▶ [주어진 과제] "the large green" 문구가 들어 있는 줄부터 시작해 자료의 마지막 줄까지, 양 끝 줄을 포함한 이 부분만 요청 문장까지 모두 다시 적으세요. 이때 답에 있는 좌표 값은 각각 2를 곱한 뒤 정수로 반올림하고, 0.5는 올리세요.

▶ [연습용 자료]
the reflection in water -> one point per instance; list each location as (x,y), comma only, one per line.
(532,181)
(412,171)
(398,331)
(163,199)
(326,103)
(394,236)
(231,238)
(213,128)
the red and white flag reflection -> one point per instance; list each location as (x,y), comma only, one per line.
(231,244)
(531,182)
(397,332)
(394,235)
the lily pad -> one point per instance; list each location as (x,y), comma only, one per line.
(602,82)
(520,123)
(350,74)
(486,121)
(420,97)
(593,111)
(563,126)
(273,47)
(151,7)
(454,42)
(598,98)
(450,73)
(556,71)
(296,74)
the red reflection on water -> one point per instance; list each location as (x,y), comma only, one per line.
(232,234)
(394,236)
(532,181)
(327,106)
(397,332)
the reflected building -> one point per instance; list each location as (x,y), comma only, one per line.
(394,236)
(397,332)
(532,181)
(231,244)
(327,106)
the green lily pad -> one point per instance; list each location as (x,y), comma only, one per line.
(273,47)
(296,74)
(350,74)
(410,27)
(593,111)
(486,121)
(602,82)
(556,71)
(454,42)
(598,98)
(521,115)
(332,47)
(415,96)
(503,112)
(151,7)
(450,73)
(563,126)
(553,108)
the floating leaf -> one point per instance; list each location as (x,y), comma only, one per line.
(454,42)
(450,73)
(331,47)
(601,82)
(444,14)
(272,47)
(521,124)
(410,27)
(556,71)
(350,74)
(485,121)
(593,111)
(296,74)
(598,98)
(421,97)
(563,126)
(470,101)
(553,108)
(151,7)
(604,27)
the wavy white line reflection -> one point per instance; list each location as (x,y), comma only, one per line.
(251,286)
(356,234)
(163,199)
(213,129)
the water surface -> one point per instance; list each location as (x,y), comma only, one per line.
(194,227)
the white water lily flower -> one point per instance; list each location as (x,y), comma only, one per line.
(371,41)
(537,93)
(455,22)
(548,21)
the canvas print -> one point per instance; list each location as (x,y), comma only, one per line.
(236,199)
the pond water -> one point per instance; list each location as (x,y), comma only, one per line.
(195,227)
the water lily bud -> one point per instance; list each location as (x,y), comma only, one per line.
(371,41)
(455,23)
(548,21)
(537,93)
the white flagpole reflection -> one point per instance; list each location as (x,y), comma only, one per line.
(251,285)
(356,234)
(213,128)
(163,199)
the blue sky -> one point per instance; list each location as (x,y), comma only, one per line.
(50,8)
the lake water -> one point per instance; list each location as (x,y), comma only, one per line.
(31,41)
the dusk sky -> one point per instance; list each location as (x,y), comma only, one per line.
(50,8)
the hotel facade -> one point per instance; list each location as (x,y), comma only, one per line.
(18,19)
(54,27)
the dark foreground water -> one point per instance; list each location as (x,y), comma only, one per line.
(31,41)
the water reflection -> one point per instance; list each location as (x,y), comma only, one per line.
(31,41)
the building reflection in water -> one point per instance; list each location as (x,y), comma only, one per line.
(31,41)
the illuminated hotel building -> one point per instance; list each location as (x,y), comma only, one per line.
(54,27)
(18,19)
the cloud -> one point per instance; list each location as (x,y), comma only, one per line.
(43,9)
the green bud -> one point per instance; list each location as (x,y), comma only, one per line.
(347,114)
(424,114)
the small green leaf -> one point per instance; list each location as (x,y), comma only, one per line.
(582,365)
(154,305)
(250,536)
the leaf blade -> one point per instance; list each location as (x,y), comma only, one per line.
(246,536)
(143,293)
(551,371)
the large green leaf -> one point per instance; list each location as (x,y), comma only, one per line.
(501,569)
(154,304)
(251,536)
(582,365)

▶ [문제의 답]
the large green leaf -> one point per instance; list each location as (x,y), comma only, one per line.
(1002,1138)
(308,608)
(502,1072)
(1164,730)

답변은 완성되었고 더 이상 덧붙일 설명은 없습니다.